#### Extrait de page:
########################################
Gérard Garouste, Adam et le rouge.

Depuis de nombreuses années désormais, Gérard Garouste trouve au sein de l’Ancien Testament et de la langue hébraïque une source d’inspiration féconde. Certaines de ces œuvres, je pense à Alma par exemple, se déploient à partir des subtilités de cette langue et proposent une ouverture interprétative d’un texte qui semblait aller de soi tout en présentant une iconographie singulière propre à ce peintre.

Artiste discret, Gérard Garouste est néanmoins un artiste dont la renommée est soutenue par les multiples publications qui lui sont consacrées mais aussi grâce aux documentaires qui, ces dernières années, se sont multipliés. L’un d’eux est Gérard Garouste, retour aux sources, de Joël Calmettes[1] dont le but avoué, comme l’explique l’auteur-réalisateur, est de chercher, « avec Garouste, à remonter à la genèse de son inspiration, à explorer en grande partie hors de l’atelier les sources de sa vie, de son parcours. »[2] Dans ce documentaire, on voit l’artiste se mettre à l’ouvrage sur une toile préparée de couleur rouge. À d’autres moments, cette même couleur sert de préparation pour de futures toiles. Enfin, dans un précédent documentaire, intitulé Gérard Garouste, le passeur[3], un assistant suit les instructions du peintre afin de préparer les toiles que ce dernier va utiliser. De nouveau, la couleur rouge s’impose.
########################################
#### Consigne 1:
Relevez, s'il vous plaît, tous les titres d'œuvres et de documentaires cités dans le corps de l'extrait sur Gérard Garouste, sans compter le titre de l'extrait lui-même.

Entrées de données extraites:
########################################
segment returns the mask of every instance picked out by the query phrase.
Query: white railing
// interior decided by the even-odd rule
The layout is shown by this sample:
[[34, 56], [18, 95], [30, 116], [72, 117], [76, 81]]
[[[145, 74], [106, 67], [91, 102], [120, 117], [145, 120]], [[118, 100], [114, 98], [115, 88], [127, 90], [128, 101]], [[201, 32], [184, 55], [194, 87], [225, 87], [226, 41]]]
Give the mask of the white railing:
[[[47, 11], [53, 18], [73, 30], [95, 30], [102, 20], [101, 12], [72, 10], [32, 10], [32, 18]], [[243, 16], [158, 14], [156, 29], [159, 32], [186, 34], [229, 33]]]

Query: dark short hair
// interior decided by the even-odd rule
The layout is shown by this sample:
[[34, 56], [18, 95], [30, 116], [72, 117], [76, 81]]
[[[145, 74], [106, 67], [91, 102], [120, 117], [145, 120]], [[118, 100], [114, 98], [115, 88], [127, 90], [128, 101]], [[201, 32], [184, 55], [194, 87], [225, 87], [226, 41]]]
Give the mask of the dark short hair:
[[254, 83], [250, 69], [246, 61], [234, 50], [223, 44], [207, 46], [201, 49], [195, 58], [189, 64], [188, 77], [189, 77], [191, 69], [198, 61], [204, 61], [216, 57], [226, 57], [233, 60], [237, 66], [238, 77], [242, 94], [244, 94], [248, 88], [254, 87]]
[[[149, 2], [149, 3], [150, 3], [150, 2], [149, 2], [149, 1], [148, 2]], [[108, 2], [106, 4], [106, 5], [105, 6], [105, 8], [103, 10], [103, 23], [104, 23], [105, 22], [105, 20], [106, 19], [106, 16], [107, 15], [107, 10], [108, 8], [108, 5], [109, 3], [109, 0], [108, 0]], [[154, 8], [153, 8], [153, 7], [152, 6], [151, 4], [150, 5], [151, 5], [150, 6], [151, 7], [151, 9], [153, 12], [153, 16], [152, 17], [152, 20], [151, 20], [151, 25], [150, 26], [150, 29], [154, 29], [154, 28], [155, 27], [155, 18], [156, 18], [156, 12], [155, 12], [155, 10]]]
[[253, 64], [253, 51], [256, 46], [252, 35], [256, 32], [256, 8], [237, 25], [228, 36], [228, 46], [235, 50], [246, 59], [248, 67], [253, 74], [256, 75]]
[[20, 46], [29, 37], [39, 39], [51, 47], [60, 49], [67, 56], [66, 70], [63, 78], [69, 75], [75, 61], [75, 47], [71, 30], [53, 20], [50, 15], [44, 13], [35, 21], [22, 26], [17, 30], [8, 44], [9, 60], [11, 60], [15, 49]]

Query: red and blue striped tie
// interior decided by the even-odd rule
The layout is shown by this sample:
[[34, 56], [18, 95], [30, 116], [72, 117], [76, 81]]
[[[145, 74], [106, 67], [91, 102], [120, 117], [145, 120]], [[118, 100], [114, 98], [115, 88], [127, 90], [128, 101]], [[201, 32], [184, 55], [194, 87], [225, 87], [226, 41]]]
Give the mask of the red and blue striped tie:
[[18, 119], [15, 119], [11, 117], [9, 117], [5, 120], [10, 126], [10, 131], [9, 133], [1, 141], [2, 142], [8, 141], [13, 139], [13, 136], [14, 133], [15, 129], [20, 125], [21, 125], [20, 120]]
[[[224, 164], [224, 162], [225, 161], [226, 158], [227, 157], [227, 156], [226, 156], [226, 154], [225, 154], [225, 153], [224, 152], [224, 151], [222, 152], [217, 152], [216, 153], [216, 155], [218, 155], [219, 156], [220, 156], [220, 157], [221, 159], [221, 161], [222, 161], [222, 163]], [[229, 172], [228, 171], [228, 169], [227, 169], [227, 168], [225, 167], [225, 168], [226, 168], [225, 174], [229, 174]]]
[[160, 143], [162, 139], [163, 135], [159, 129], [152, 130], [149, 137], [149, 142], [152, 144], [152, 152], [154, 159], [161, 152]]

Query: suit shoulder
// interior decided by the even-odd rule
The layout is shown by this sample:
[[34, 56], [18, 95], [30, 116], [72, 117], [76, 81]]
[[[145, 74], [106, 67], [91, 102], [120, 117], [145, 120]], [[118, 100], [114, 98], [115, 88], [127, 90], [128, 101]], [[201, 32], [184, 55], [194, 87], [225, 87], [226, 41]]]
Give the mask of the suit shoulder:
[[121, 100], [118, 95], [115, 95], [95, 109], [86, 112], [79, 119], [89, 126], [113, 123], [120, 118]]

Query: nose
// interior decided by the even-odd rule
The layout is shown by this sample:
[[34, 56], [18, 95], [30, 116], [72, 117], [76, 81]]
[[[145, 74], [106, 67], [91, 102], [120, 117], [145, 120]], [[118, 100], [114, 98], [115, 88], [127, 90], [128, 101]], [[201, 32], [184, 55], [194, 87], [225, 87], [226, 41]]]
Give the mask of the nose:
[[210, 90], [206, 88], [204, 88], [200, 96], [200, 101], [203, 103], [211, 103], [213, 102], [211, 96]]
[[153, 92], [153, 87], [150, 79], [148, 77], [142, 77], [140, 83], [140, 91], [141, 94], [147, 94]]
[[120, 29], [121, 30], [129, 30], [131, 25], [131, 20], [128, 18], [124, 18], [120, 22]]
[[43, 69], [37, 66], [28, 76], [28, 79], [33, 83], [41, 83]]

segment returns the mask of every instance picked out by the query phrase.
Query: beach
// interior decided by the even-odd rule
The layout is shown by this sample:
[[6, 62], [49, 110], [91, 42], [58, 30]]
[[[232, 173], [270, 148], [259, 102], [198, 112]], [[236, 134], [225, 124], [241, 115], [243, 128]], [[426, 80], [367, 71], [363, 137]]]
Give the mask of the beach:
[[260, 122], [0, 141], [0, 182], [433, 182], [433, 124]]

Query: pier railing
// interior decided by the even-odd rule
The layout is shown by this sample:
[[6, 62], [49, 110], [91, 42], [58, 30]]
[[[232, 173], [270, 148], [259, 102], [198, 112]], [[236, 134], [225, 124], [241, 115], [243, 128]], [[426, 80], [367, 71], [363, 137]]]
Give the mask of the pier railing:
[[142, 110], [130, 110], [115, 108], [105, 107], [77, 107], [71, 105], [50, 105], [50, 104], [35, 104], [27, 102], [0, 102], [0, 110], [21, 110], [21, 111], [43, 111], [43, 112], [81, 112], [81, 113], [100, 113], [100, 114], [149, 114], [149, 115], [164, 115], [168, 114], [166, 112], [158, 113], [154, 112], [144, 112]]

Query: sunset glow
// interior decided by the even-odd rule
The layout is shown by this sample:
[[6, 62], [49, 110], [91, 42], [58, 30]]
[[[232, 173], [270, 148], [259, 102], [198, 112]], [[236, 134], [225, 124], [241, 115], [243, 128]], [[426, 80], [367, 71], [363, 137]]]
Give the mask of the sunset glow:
########################################
#### Consigne 2:
Réécrivez en liste numérotée tout ce qui va de la ligne des entrées contenant « Query: sunset glow » jusqu'à la fin des entrées, ces deux bornes comprises, sans les lignes vides.

#### Réponse attendue 1:
- Alma
- Gérard Garouste, retour aux sources
- Gérard Garouste, le passeur

#### Réponse attendue 2:
1. Query: sunset glow
2. // interior decided by the even-odd rule
3. The layout is shown by this sample:
4. [[6, 62], [49, 110], [91, 42], [58, 30]]
5. [[[232, 173], [270, 148], [259, 102], [198, 112]], [[236, 134], [225, 124], [241, 115], [243, 128]], [[426, 80], [367, 71], [363, 137]]]
6. Give the mask of the sunset glow:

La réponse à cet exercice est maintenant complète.